Start of Input for this task

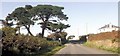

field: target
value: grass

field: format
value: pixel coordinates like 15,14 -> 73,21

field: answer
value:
39,45 -> 65,56
83,42 -> 120,53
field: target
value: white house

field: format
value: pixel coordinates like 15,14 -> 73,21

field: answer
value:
98,23 -> 120,33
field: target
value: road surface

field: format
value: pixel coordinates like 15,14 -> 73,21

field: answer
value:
53,43 -> 118,56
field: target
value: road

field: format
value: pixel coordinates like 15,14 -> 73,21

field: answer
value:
53,43 -> 118,56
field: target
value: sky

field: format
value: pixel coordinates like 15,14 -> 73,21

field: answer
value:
0,0 -> 118,37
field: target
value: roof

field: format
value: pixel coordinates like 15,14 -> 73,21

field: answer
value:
99,24 -> 120,29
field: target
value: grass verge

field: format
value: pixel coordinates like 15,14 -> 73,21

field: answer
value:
83,42 -> 120,53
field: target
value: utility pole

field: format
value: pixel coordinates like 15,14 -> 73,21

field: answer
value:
86,23 -> 88,35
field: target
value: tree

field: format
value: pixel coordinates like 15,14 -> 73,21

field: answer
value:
32,5 -> 68,37
6,5 -> 34,36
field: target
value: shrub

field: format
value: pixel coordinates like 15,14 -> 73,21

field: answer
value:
2,27 -> 60,56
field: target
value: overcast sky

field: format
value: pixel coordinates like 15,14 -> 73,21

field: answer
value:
0,0 -> 118,39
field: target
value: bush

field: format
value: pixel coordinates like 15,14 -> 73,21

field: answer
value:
2,27 -> 60,56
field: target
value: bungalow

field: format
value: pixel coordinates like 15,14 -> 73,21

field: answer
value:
98,23 -> 120,33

End of Input for this task

> _What is expected_:
Could you edit all the records above so that every "pixel coordinates" becomes "image coordinates", leaving everything else unchanged and omitting the pictures?

> _Solved problem_:
field: target
value: grass

field: format
value: image coordinates like 15,14 -> 73,21

field: answer
value:
39,45 -> 65,56
83,42 -> 120,53
field: target
value: white house

field: format
value: image coordinates like 15,14 -> 73,21

field: answer
value:
98,23 -> 120,33
field: target
value: road surface

field: format
value: image coordinates like 15,14 -> 73,21

field: answer
value:
53,43 -> 118,56
field: target
value: road

field: format
value: image coordinates like 15,14 -> 73,21

field: answer
value:
53,43 -> 118,56
field: target
value: sky

field: format
value: image coordinates like 15,14 -> 73,21

field: answer
value:
0,0 -> 118,37
field: target
value: roof

field: format
value: image coordinates like 15,14 -> 73,21

field: answer
value:
99,24 -> 120,29
field: target
value: grass verge

field: format
value: image coordinates like 15,14 -> 73,21

field: answer
value:
83,42 -> 120,53
field: target
value: utility pole

field: format
value: image coordinates like 15,14 -> 73,21

field: answer
value:
86,23 -> 88,35
field: target
value: tree

field: format
value: image coordinates like 15,14 -> 73,21

field: answer
value:
32,5 -> 68,37
6,5 -> 34,36
field: target
value: shrub

field: format
value: image coordinates like 15,14 -> 73,21

field: answer
value:
2,27 -> 60,56
field: target
value: overcast sky

field: format
value: image coordinates like 15,14 -> 73,21

field: answer
value:
0,0 -> 118,39
field: target
value: bush

field: format
value: image coordinates like 15,14 -> 73,21

field: answer
value:
2,27 -> 60,56
field: target
value: bungalow

field: format
value: image coordinates like 15,14 -> 73,21

field: answer
value:
98,23 -> 120,33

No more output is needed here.